▶ [What the task asks]:
Can you edit these lines so that "pixel coordinates" becomes "image coordinates" everywhere, with nothing else changed?

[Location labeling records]
┏━━
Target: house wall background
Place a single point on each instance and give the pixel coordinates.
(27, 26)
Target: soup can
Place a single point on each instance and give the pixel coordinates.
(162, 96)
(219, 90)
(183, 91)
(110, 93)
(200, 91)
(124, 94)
┗━━
▶ [Task response]:
Target: house wall background
Place a single point on each instance and give the image coordinates.
(27, 26)
Target: soup can
Place a single point on each instance and give the image coordinates.
(162, 96)
(219, 90)
(183, 91)
(110, 93)
(200, 91)
(124, 94)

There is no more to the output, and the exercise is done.